Written exercise:
Reproduce each of the following entries character for character, with no changes.

·····

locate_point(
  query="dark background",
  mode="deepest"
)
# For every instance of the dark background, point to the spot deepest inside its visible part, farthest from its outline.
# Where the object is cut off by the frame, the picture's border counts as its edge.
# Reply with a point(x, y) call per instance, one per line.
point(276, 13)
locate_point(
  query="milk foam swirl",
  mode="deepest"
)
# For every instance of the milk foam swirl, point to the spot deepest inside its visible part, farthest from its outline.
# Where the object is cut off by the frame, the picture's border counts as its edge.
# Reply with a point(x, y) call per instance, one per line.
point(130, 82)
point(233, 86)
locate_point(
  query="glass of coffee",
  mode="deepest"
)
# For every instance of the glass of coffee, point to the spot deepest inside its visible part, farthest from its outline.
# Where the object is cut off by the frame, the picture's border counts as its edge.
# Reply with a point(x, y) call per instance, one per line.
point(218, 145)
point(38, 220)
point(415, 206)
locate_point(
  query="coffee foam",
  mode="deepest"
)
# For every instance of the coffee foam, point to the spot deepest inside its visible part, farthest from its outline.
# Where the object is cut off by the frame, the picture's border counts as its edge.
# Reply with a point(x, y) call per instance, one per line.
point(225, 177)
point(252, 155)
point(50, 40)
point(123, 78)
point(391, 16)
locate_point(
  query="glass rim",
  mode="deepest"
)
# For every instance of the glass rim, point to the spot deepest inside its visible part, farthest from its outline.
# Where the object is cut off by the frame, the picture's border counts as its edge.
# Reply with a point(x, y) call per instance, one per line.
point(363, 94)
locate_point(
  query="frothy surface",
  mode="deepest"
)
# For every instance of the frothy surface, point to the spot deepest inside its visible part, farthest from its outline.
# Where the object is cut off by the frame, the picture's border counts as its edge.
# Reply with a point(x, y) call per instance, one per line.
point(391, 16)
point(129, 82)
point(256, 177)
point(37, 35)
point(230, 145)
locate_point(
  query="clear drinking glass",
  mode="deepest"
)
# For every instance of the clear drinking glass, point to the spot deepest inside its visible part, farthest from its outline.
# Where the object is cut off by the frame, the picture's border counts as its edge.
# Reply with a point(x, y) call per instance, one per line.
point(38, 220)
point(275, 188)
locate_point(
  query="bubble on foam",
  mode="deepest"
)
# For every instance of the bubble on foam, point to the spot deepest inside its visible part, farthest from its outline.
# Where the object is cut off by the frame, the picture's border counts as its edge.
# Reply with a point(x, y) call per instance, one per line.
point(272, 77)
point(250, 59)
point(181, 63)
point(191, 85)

·····

Written solution:
locate_point(
  query="dark background",
  mode="deepest"
)
# For every instance of the dark background, point to the spot deepest inside its visible part, farthest from its outline.
# Where the object is cut off by the frame, the picture's border counts as its edge.
# Reply with a point(x, y) call per instance, one per line.
point(276, 13)
locate_point(
  query="milk foam swirl",
  mode="deepest"
)
# For every instance of the milk foam swirl, point to the spot deepest inside its visible part, farthest from its outline.
# Where the object is cut off by the frame, the picture's border counts as its edge.
# Reply with a point(x, y) call per instance, one per line.
point(130, 82)
point(233, 86)
locate_point(
  query="glass of coffee",
  mode="deepest"
)
# For every instance of the glass of coffee, point to the spot deepest inside its visible part, farthest from its outline.
# Where the object is cut off by the frame, the picture's border counts as its edge.
# Reply with a point(x, y) call per instance, one per line.
point(218, 145)
point(38, 220)
point(415, 206)
locate_point(
  query="coffee foam",
  mode="deepest"
)
# For every instance of the coffee foam, point to the spot deepest inside its visible part, farthest from its outline.
# Where the object is cut off by the frame, the picture's border counts as its edge.
# Reply with a point(x, y) call per instance, one per line.
point(225, 177)
point(252, 155)
point(50, 40)
point(123, 78)
point(391, 16)
locate_point(
  query="glass rim",
  mode="deepest"
)
# For every instance of the glass rim, point to the spot deepest inside its visible part, farthest from its outline.
# Where the object is cut off by the frame, the picture's border counts as its edge.
# Reply with a point(x, y) call per instance, one per line.
point(363, 94)
locate_point(
  query="frothy surface",
  mode="deepest"
)
# For every instance of the frothy surface, point to the spot deepest inside its visible part, farthest from its outline.
# Where the object is cut off by the frame, the picture's border counts as its edge.
# Reply with a point(x, y) call per instance, one per line.
point(391, 16)
point(129, 82)
point(256, 177)
point(37, 35)
point(230, 145)
locate_point(
  query="clear drinking glass",
  mode="deepest"
)
# For every instance of the clear drinking glass, point to the spot deepest inside its visible part, farthest from its outline.
# Where the object is cut off by the frame, the picture's border counts as its edge.
# Reply with a point(x, y) call per instance, one per line.
point(38, 220)
point(275, 188)
locate_point(
  query="bubble on foam",
  mode="deepest"
)
# For every instance of the bubble on foam, point to the spot deepest inside its visible part, farthest from its outline.
# Where the object is cut off by the frame, the picture's border counts as its edge.
# Reply with a point(x, y) call per instance, one per line.
point(272, 77)
point(250, 59)
point(181, 63)
point(191, 85)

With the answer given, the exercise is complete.